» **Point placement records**
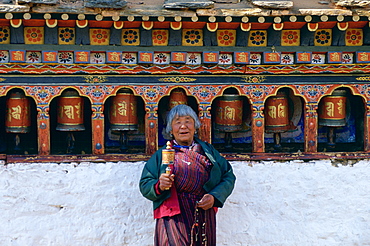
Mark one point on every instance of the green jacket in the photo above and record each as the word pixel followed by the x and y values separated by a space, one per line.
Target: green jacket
pixel 220 184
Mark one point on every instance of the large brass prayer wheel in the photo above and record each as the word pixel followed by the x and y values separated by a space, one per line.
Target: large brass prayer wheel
pixel 177 97
pixel 332 109
pixel 229 113
pixel 70 112
pixel 18 116
pixel 277 114
pixel 123 112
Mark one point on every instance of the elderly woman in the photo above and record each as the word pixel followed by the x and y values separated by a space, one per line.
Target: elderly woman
pixel 185 202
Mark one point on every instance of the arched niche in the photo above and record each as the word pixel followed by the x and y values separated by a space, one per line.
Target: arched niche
pixel 344 133
pixel 124 120
pixel 177 95
pixel 231 122
pixel 284 122
pixel 18 123
pixel 67 137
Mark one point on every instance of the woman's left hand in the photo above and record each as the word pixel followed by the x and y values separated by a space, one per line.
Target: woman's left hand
pixel 206 202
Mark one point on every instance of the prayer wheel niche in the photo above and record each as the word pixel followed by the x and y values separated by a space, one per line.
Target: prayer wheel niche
pixel 177 97
pixel 277 116
pixel 18 116
pixel 332 113
pixel 70 118
pixel 229 116
pixel 123 116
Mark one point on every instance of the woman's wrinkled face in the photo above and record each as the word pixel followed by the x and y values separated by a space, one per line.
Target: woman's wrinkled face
pixel 183 130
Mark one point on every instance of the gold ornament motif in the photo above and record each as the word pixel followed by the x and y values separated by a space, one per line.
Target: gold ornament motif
pixel 177 79
pixel 95 79
pixel 254 79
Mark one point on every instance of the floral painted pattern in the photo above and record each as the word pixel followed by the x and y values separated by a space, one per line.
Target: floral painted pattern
pixel 160 37
pixel 225 59
pixel 161 58
pixel 226 37
pixel 290 38
pixel 4 56
pixel 192 37
pixel 34 35
pixel 287 59
pixel 347 58
pixel 257 38
pixel 66 35
pixel 97 57
pixel 130 37
pixel 33 57
pixel 193 58
pixel 255 59
pixel 318 58
pixel 323 37
pixel 4 35
pixel 129 58
pixel 65 57
pixel 99 36
pixel 354 37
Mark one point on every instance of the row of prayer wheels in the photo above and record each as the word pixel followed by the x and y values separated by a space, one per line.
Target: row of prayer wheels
pixel 123 114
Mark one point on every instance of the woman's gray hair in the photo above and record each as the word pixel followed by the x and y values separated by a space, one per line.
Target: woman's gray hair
pixel 180 110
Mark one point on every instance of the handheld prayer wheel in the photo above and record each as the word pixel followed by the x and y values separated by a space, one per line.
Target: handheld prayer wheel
pixel 123 112
pixel 277 116
pixel 177 97
pixel 168 157
pixel 229 115
pixel 70 112
pixel 18 117
pixel 332 113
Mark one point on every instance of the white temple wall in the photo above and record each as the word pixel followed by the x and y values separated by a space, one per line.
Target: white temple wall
pixel 99 204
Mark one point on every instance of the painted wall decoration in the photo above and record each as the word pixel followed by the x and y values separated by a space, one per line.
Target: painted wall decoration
pixel 226 37
pixel 160 37
pixel 323 37
pixel 4 35
pixel 257 38
pixel 129 58
pixel 354 37
pixel 192 37
pixel 97 57
pixel 130 37
pixel 33 57
pixel 66 35
pixel 99 36
pixel 290 38
pixel 34 35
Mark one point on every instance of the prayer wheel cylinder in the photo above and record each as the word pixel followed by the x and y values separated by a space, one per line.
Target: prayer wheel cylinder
pixel 70 112
pixel 229 113
pixel 123 112
pixel 277 113
pixel 332 109
pixel 18 116
pixel 177 97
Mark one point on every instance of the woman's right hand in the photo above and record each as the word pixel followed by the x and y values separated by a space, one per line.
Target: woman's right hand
pixel 165 181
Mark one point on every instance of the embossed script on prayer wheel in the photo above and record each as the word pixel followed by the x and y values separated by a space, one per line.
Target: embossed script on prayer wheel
pixel 123 112
pixel 229 113
pixel 277 114
pixel 332 109
pixel 18 117
pixel 70 112
pixel 177 97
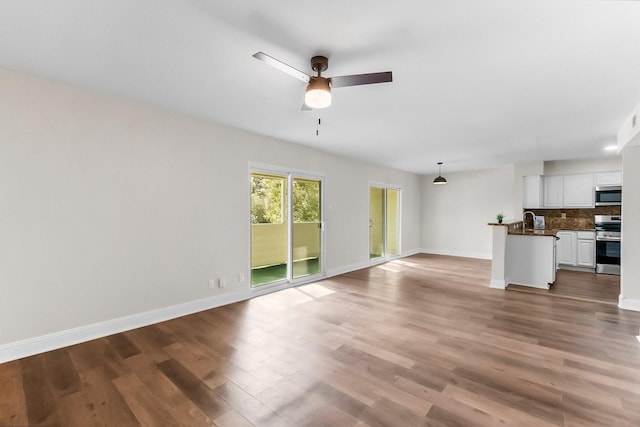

» **AIM OF THE TASK**
Please copy out all the items above with "instance" swapped for "occurrence" everywhere it appears, keeping everything else the same. Omit the pictures.

» **THE RESULT**
Mark one point on every occurrence of the green jacket in the photo above and record each as the word pixel followed by the x and y values separated by a space, one per line.
Target: green jacket
pixel 220 184
Mark one point on every occurrence of the large brass prayer wheel in the photo above and record each as the word pixel followed by the x and y values separated by a space, one per line.
Target: large brass prayer wheel
pixel 177 97
pixel 332 109
pixel 229 113
pixel 70 112
pixel 18 116
pixel 277 114
pixel 123 112
Mark one point on every occurrence of the elderly woman in the photo above and record each as the word pixel followed by the x and y values separated by a space, one per line.
Target: elderly woman
pixel 185 202
Mark one point on every occurrence of the arched niche in the photo above and record each as the word pixel followed by the x and y values separated by a space, one per line.
Target: arched niche
pixel 344 133
pixel 124 120
pixel 177 95
pixel 231 122
pixel 284 122
pixel 18 123
pixel 67 137
Mark one point on every occurrence of the woman's left hand in the photo above and record each as the word pixel followed by the x and y values separated by a space, one per line.
Target: woman's left hand
pixel 206 202
Mark one point on every occurrence of the prayer wheel niche in the photo above and record each as the word pixel followed by the x and y values separated by a space, one per line.
Target: prayer wheel niche
pixel 177 97
pixel 277 116
pixel 18 116
pixel 332 113
pixel 70 118
pixel 229 116
pixel 123 116
Mark one point on every occurrence of the woman's wrinkled face in the photo above and record each as the word pixel followed by the x and y values separated by a space, one per line.
Target: woman's wrinkled face
pixel 183 130
Mark one point on every occurrence of the gold ornament motif in the photo above and record each as the word pixel followed by the x and y values separated by a space, one per line.
Target: gold ornament motif
pixel 177 79
pixel 95 79
pixel 254 79
Mark one point on every occurrence of the floral painted pattern in the photo above and record each as the word pixel followed by the x and y values separated by a space, one per line.
Target: floral painted pattern
pixel 160 37
pixel 225 59
pixel 161 58
pixel 226 37
pixel 290 38
pixel 4 56
pixel 192 37
pixel 34 35
pixel 287 59
pixel 347 58
pixel 257 38
pixel 66 35
pixel 97 57
pixel 130 37
pixel 33 57
pixel 193 58
pixel 255 59
pixel 318 58
pixel 323 37
pixel 4 35
pixel 129 58
pixel 65 57
pixel 99 36
pixel 354 37
Mark one point on every occurrence of the row of prayer wheels in the photo above and record each as the word pixel followed by the x and y values separated by a space, one per line.
Target: row of prayer wheels
pixel 123 114
Mark one point on every occurrence of the woman's gray hair in the photo above and record each as the word pixel followed by the x and y values separated by a space, one per line.
Target: woman's gray hair
pixel 180 110
Mark one point on every occurrence of the handheld prayer wheel in the photo above and record each as the word pixel followed by the x and y values separated by a space, one per line.
Target: handheld prayer wheel
pixel 123 112
pixel 277 116
pixel 177 97
pixel 168 157
pixel 229 115
pixel 70 112
pixel 18 117
pixel 332 113
Mark one point on every occurrence of the white temple wall in the photo above and record each as the word pixel followed by the x and y values separated by a space, one per line.
Target: white temple wall
pixel 99 204
Mark one point on every occurrence of the painted wall decoration in the photo above and record each as the word pixel followed by the x and y values separated by a space, one per line.
Target: painted wall decoration
pixel 226 37
pixel 160 37
pixel 323 37
pixel 4 35
pixel 257 38
pixel 129 58
pixel 354 37
pixel 192 37
pixel 97 57
pixel 130 37
pixel 33 57
pixel 66 35
pixel 99 36
pixel 290 38
pixel 34 35
Mark one point on every occurrence of the prayer wheel cylinder in the photo above and record each as the word pixel followed by the x and y values separated by a space, one per line.
Target: prayer wheel cylinder
pixel 70 112
pixel 229 113
pixel 123 112
pixel 277 113
pixel 332 109
pixel 18 116
pixel 177 97
Mark one point on every occurrence of the woman's right hand in the photo above and record each as the word pixel followed by the x and y values separated by a space, one per line.
Target: woman's right hand
pixel 165 181
Mark one point on every occurrence of the embossed script on prayer wheel in the photo above and record each as the word pixel followed by the x and y values separated by a space, one per line.
Target: embossed script on prayer wheel
pixel 123 112
pixel 229 113
pixel 277 114
pixel 332 109
pixel 18 117
pixel 70 112
pixel 177 97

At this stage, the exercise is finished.